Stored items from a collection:
-- BEGIN --
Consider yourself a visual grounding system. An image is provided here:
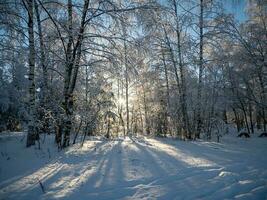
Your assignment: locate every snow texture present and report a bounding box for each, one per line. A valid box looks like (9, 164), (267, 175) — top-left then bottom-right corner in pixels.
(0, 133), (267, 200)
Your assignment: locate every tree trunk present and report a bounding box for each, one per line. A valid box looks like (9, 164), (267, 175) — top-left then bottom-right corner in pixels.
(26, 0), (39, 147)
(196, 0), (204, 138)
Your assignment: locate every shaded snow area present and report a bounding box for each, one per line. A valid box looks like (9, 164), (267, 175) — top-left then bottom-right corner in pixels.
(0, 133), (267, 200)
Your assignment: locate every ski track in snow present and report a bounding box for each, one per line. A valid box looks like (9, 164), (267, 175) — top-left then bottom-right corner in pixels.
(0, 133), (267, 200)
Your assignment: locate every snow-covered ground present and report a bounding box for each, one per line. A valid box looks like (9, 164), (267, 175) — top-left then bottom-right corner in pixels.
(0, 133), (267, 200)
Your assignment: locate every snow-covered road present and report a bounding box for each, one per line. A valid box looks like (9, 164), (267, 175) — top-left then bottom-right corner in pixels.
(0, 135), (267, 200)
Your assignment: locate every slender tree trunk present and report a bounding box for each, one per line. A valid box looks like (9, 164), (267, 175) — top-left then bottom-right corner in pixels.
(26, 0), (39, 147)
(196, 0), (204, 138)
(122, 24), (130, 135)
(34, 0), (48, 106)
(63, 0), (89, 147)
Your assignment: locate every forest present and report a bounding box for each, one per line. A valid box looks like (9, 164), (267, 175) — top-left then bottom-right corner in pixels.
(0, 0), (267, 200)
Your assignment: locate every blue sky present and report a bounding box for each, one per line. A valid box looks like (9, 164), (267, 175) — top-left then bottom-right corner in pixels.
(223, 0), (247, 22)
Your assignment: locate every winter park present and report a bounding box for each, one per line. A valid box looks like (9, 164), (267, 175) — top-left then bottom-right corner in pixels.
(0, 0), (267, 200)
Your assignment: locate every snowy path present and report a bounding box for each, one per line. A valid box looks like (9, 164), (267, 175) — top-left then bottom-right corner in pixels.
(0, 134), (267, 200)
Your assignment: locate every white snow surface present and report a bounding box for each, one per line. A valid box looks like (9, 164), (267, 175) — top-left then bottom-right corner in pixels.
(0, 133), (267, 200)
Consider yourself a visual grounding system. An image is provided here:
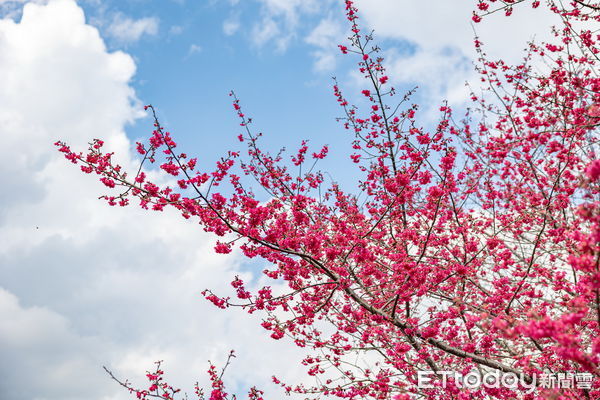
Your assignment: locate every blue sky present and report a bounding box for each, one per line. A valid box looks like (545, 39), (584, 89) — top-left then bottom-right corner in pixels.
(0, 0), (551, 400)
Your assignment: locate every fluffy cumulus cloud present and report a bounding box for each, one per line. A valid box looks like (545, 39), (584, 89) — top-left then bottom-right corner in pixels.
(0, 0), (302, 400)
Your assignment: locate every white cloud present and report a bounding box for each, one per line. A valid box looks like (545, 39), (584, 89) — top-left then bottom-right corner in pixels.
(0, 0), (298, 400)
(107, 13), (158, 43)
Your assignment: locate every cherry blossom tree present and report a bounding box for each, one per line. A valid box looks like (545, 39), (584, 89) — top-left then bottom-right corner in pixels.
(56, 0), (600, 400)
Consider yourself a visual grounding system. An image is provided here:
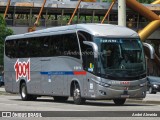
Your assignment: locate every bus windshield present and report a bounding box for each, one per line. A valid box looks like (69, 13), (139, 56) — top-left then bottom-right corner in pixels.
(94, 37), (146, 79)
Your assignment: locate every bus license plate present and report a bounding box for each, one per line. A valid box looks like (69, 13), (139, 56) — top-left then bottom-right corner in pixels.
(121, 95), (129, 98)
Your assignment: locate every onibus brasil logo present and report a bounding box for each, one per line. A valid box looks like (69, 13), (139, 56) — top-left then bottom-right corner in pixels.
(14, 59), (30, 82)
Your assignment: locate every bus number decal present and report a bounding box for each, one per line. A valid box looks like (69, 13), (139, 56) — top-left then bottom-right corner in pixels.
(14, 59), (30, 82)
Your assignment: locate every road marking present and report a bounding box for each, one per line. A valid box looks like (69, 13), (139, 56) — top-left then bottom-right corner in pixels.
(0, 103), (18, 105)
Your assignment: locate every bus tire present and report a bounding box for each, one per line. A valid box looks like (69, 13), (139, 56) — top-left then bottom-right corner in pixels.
-- END --
EXERCISE DETAILS:
Swap every "top-left then bottom-right corner" in the material for "upper-left then lower-right corner", keeping all other lines unchanged. Leave the pictures out of your answer.

COMPLETE ANSWER:
Consider yourself a visual grounding system. An image is provided here:
Your assignment: locate every snow texture present and report a bounding box for each, one per line. A valid box looks like (9, 164), (267, 175) — upper-left then lower-right corner in pixels.
(0, 133), (267, 200)
Your assignment: locate every tree trunk present and report a bounding box for each, one per line. A valid box looks like (9, 164), (267, 175) — upper-left then lower-right corner in pixels.
(26, 0), (39, 147)
(196, 0), (204, 138)
Your assignment: locate every shaded snow area present and report a bounding box for each, one per line. A valid box looks like (9, 164), (267, 175) — upper-left then lower-right corner in pixels.
(0, 133), (267, 200)
Your assignment: locate every ski track in snow present and report a bounding box for each, one per line. A valid box looks like (9, 164), (267, 175) — upper-left then lower-right corner in pixels.
(0, 133), (267, 200)
Your assignment: locate every snow-covered ground present and report a bounding box for each, one per line. A valid box looks like (9, 164), (267, 175) — upper-left then lower-right corner in pixels.
(0, 133), (267, 200)
Your assignment: locate every snow-covered road present and report a bounding box for each, one per line. A valid box looks like (9, 164), (267, 175) — upper-left then lower-right corner in pixels.
(0, 135), (267, 200)
Your assignment: locate every slender tree trunk present and report a bounding box for each, one per line. A valid box looks like (9, 164), (267, 175) — upper-left then lower-right corner in pixels.
(26, 0), (39, 147)
(196, 0), (204, 138)
(122, 24), (130, 135)
(34, 0), (48, 106)
(63, 0), (89, 147)
Your assignment: locate every forest present and report a bounding box for each, one per line. A valid box looks like (9, 164), (267, 175) — upper-left then lower-right corner in pixels.
(0, 0), (267, 200)
Your assignment: locate every blue sky present and report a bounding box for each, one per line. A valid box looks like (9, 164), (267, 175) — upper-left then lower-right corner in pixels.
(223, 0), (247, 22)
Your assignment: locate every winter park present and report a bounding box for each, one per line. A valid box looks like (9, 164), (267, 175) — upper-left then lower-right corner in pixels.
(0, 0), (267, 200)
Your assignment: locate every snowy path present and report a bounding box for each, one per line. A valid box looks like (9, 164), (267, 175) — upper-left then lower-right corner in pixels.
(0, 134), (267, 200)
Your assignment: locate every white snow surface present and report a bounding box for each, one per line. A valid box looks like (9, 164), (267, 175) — upper-left then lower-right corner in pixels.
(0, 133), (267, 200)
Consider yourself a visual grounding system. An image is provided here:
Your assignment: locate every blue sky present and report a bounding box for each, one per line. A valid box looks like (545, 39), (584, 89) — upper-left then lower-right corner in pixels.
(0, 0), (551, 400)
Your assignment: locate every fluffy cumulus cloud present and report a bounding box for each, one per line. A valid box looks like (545, 39), (584, 89) — upper-left then lower-right corner in pixels.
(0, 0), (302, 400)
Your assignment: locate every white cloud present and report a bounding box for each, one per line. A valid box looks like (545, 39), (584, 89) — upper-left then lower-right corner in pixels.
(0, 0), (298, 400)
(107, 13), (158, 43)
Your assignment: locate every cherry blossom tree present and report a bounding box for each, one per line. A valid box looks like (545, 39), (584, 89) — upper-left then lower-right corner in pixels.
(56, 0), (600, 400)
Consider yourself a visual grounding system. An image is provided here:
Your assignment: locate every bus windshield present and report a bounding box for each, one per line. A valid box looks like (69, 13), (139, 56) — upper-left then lower-right corner in pixels.
(94, 37), (146, 79)
Your assignment: locate every bus license plate present and report a bounding box for each, one per line. A valid box looks like (69, 13), (139, 56) — upper-left then lower-right corner in pixels.
(121, 95), (129, 98)
Your assignment: locate every onibus brasil logo present and report a bounding box for each, one per line. A valid box looks like (69, 13), (139, 56) — upper-left then lower-right corner in pixels.
(14, 59), (30, 82)
Your assignment: locate every bus number decal present and report a bounding box for each, one per line. A valid box looks like (69, 13), (139, 56) — upper-left then lower-right corner in pixels.
(14, 59), (30, 82)
Your assignment: locate every road marking present and report a bounding box for each, one per line. A valid box looks like (69, 13), (139, 56) — upper-left then lower-right corner in pixels.
(0, 103), (18, 105)
Your assignment: locate every bus tire present and report a bounding box for each, one per line. A valid box looks like (69, 13), (139, 56) — upper-left then lower-right corner in pixels.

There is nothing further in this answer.